Given data:
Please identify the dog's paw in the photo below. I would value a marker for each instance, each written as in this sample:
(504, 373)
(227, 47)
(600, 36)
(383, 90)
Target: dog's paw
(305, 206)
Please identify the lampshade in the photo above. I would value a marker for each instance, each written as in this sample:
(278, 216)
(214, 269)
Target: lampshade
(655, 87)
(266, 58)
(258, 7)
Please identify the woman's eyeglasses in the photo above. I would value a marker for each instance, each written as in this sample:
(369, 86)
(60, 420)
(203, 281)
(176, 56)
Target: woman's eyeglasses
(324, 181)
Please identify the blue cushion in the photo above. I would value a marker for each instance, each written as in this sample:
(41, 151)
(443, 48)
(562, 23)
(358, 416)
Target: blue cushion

What the task asks: Go line by line through the data above and report each one that holds the string "Please".

Exercise answer:
Please identify the dog's paw in the photo below. I would value a marker for each instance, each written as in this sample:
Please identify the lampshade in the photo above. I would value a marker for each instance, each written as in this sample:
Please identify the woman's eyeglasses in the photo above. I would value a marker for each instance, each written as in this sample:
Please identify the blue cushion in the photo above. I would value a marker for each instance, each written as in this sample:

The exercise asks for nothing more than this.